▸ Written problem A
For each statement about the eng tool text, answer yes or no on whether it agrees with the text, and quote the words that decide it. (i) SWI Prolog is the only thing the eng tool depends on. (ii) The eng tool can only be used under Linux. (iii) The .eng files are normally placed in an _eng_ directory at the project's top level.

▸ Quoted text
▬▬▬
The eng tool is designed to perform project and product engineering tasks. Engineering tasks include:

  • design
  • development
  • documentation
  • release management
  • bug tracking
  • feature tracking
  • task management
  • requirements definitions
  • configuration management

Most software developers and projects are familiar with the development process from an applied manner: projects have some sort of build description that lets a build tool create a runnable version of the project.

Some projects have documentation to varying degrees: README’s are common, guides for installation, usage, and quickstart are the next most common. Other documentation tends to be rare: requirements documents, design documents, API specifications, etc.

Many projects are maintained in a tool that provides varying amounts of additional capabilities such as release management and bug tracking, but those tend to exist in the tooling itself and separate from the project data. For example, Github provides issues (bug tracking), pull requests (development), and tags/artifacts (release management), but these are all part of Github itself and not available to anyone working with an offline clone of the repo.

The eng tool is intended to consolidate all these different aspects of engineering into the main portion of a project and provide a way to interact with them.

Discoverability

One of the keys to being able to use eng (or any tool) is discoverability. The ability to use a tool effectively means that the tool should be a supporting partner in its usage, for both beginning and experienced users. To this end, eng has been designed so that you can specify as little or as much as possible and eng can indicate what or how that command can be used.

When in doubt, just type eng, and don’t be afraid type type eng help or eng CMD to receive guidance.

Installing

The only dependency for the eng tool is SWI Prolog. The SWI Prolog tool can be installed in most systems via the local package manager. The eng tool is OS independent and can be used under Linux, MacOS, or Windows.

To build and configure eng:

  1. Download the eng repository and change to that directory
  2. ./eng.sh dev fret_fetch
  3. ./eng.sh dev build

    Note: use eng.bat instead of eng.sh under Windows.

The third step above creates and eng file, which is the executable file for the tool. You can copy this file to a location in your current PATH (e.g. /usr/local/bin, $HOME/bin, etc.).

Getting started

Once eng has been installed, the following commands will demonstrate the usage of eng and lead to further information:

$ eng
$ eng doc
$ eng doc list
$ eng doc info eng_tool
$ eng doc show eng_tool
$ eng help
$ eng help doc
$ eng system list
$ eng system gen Lando

How does it work?

Information for the eng tool is provided by adding .eng files to the project (normally in an _eng_ directory at the project’s top-level); each .eng file provides information related to one or more of the above areas, with data appropriate to that type of information. Although a single .eng file can contain multiple types of data, it’s more typical to use a different .eng file for each component of information. The .eng files are intended to be managed via the version control for the project just like the other sources.
▬▬▬
Point annotation dataset records:

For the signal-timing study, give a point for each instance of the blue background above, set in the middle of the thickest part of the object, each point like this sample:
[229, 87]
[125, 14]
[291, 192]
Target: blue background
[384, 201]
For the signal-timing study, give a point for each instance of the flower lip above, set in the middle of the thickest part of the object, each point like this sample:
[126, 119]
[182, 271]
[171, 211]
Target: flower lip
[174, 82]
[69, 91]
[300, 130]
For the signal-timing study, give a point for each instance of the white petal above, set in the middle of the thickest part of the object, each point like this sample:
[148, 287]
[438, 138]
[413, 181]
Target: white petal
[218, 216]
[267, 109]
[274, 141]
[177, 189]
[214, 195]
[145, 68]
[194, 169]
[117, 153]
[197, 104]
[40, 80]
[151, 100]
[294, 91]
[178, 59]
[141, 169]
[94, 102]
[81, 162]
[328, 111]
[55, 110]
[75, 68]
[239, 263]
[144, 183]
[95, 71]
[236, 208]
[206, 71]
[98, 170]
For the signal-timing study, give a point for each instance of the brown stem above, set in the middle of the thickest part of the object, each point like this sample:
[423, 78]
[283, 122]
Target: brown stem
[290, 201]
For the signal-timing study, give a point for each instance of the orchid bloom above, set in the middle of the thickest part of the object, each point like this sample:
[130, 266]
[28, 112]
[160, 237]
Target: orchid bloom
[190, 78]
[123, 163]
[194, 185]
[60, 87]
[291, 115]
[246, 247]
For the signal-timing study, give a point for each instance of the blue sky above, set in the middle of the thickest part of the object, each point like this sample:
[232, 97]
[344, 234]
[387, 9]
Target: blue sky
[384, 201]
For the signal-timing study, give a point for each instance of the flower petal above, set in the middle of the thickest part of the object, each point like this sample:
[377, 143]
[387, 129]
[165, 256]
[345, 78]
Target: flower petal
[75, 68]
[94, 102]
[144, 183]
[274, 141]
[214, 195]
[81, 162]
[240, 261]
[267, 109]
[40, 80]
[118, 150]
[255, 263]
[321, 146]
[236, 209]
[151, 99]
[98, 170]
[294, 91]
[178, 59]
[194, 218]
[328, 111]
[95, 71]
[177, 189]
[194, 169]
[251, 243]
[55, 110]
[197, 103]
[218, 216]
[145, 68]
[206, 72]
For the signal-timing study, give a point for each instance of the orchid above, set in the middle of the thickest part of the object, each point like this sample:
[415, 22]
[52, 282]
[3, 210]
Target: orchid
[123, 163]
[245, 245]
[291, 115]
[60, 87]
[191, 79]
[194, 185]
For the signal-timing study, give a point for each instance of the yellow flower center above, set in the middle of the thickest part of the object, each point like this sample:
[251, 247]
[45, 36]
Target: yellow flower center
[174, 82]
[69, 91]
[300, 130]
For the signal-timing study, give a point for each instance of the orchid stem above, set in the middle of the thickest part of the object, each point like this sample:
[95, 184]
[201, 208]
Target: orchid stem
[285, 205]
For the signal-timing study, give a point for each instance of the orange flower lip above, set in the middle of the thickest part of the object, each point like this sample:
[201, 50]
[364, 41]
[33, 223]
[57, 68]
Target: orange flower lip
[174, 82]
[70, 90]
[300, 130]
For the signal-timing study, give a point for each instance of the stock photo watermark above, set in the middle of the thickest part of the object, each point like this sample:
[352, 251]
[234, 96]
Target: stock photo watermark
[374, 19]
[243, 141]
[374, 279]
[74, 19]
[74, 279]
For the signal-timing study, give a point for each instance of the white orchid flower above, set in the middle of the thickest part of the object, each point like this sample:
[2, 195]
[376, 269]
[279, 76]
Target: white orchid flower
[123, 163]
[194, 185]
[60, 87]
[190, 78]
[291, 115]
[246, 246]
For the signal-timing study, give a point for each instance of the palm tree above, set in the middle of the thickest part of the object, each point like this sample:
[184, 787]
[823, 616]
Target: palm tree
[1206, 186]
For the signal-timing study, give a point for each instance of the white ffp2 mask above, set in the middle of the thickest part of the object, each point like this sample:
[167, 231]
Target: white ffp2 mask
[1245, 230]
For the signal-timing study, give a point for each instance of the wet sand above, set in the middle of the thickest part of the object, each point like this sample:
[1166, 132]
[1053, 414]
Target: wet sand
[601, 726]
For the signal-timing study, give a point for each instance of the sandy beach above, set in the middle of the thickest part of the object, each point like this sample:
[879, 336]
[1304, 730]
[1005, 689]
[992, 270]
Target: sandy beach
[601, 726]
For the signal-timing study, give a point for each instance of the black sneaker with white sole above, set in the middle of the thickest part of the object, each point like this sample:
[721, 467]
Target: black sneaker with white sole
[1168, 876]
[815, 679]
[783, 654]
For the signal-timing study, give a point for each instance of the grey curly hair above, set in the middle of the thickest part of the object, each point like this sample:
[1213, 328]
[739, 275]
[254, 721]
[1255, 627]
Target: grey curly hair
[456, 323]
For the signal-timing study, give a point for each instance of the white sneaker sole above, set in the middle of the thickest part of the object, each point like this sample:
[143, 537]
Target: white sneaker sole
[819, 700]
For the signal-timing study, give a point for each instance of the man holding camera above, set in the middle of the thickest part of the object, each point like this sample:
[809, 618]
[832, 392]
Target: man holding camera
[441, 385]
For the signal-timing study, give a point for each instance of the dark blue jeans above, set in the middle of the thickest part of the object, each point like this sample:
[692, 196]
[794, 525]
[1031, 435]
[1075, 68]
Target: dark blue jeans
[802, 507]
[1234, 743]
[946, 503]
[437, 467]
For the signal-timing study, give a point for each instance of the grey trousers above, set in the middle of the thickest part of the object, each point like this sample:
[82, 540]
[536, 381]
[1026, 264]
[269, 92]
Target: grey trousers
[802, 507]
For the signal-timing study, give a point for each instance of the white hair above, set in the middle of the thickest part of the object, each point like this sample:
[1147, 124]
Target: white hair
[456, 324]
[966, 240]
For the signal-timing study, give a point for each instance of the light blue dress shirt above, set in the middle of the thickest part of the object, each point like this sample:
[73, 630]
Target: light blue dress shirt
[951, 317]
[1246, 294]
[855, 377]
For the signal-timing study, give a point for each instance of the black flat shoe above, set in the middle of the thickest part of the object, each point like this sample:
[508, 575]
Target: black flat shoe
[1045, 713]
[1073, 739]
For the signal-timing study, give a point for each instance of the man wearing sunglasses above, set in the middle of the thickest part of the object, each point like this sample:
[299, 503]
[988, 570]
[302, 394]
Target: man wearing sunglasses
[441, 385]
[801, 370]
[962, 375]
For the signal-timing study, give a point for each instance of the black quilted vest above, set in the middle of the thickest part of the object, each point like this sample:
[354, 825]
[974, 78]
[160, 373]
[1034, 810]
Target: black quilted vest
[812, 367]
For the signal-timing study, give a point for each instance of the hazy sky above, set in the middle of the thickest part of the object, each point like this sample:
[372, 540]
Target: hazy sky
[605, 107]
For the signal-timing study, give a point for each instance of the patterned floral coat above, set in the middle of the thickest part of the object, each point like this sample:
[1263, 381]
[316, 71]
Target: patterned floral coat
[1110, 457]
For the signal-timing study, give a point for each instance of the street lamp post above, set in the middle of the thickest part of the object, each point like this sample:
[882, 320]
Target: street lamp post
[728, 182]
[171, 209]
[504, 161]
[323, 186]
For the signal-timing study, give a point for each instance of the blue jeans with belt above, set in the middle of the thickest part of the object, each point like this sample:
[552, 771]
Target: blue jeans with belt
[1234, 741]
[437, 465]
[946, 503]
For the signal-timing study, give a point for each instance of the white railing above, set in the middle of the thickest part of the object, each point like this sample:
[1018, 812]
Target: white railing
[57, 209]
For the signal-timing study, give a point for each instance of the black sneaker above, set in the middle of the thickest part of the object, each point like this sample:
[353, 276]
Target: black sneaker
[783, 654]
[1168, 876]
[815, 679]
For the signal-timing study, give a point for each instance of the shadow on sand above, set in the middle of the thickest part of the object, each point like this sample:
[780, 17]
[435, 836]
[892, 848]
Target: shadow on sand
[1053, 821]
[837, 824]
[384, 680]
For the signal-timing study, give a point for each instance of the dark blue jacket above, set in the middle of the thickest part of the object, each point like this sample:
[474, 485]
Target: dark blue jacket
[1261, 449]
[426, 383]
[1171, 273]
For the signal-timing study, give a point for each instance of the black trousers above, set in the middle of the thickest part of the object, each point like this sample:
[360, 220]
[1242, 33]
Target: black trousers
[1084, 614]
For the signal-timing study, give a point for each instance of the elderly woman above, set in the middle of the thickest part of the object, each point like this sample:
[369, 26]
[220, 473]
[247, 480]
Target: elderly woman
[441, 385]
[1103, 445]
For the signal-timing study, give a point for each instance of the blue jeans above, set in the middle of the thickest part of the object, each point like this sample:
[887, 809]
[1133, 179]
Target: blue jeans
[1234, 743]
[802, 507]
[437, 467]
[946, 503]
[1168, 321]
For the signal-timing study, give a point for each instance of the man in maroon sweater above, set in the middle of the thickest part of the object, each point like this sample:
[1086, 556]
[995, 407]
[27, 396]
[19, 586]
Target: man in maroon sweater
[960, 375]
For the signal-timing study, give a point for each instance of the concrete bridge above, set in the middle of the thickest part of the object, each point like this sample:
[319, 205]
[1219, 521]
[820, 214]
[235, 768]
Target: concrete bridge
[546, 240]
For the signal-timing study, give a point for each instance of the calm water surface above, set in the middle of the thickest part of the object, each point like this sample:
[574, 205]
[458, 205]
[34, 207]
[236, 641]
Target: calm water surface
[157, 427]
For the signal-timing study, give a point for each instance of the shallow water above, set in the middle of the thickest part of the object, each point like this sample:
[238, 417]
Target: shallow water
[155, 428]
▬▬▬
▸ Written problem B
Show every line of the listing above that contains the word "maroon". Case counts.

▸ Result A
(i) Yes: "The only dependency for the eng tool is SWI Prolog."
(ii) No: "The eng tool is OS independent and can be used under Linux, MacOS, or Windows."
(iii) Yes: "normally in an _eng_ directory at the project’s top-level"

▸ Result B
For the signal-timing study, give a point for each instance of the man in maroon sweater above, set in the middle of the thickest part of the object, each point like this sample:
Target: man in maroon sweater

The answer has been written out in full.